[Collected data entries]
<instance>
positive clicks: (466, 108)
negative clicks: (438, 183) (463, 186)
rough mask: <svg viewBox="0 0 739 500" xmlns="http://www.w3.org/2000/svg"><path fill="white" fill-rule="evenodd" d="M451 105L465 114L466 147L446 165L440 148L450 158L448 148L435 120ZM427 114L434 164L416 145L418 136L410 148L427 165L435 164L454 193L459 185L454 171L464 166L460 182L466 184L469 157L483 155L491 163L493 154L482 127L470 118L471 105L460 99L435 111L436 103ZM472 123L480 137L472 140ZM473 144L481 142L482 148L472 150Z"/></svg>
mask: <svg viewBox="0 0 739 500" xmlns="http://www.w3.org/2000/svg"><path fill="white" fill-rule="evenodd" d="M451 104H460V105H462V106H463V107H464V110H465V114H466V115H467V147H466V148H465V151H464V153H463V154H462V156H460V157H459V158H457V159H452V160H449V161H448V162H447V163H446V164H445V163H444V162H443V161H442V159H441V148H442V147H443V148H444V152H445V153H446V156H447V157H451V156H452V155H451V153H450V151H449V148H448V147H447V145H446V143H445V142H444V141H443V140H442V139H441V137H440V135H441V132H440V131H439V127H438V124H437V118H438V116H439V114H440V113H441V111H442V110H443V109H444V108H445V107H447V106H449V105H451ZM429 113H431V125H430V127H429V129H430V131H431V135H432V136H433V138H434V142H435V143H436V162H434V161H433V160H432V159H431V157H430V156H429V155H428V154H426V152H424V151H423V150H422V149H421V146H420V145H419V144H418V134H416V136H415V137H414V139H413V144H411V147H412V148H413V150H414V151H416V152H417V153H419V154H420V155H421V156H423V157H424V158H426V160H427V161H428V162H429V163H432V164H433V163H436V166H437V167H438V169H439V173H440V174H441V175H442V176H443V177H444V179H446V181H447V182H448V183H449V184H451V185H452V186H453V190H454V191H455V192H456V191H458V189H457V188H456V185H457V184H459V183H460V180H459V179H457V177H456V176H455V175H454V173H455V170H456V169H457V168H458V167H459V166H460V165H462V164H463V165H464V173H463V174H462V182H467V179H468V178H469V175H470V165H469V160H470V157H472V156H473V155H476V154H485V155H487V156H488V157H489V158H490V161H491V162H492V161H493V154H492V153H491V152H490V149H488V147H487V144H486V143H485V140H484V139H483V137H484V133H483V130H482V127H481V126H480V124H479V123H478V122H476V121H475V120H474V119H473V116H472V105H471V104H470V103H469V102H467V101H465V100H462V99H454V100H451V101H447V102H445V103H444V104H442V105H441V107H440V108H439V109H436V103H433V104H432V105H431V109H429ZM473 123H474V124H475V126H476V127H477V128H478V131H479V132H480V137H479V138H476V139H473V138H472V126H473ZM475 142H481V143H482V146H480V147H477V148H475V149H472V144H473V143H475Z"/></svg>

◆ Task to carry out
Starting at the first line of the records and stopping after the line that contains "negative clicks: (438, 183) (463, 186)", write those lines out again with "clicks" substituted by "taps" and everything else unchanged.

◆ Your response
<instance>
positive taps: (466, 108)
negative taps: (438, 183) (463, 186)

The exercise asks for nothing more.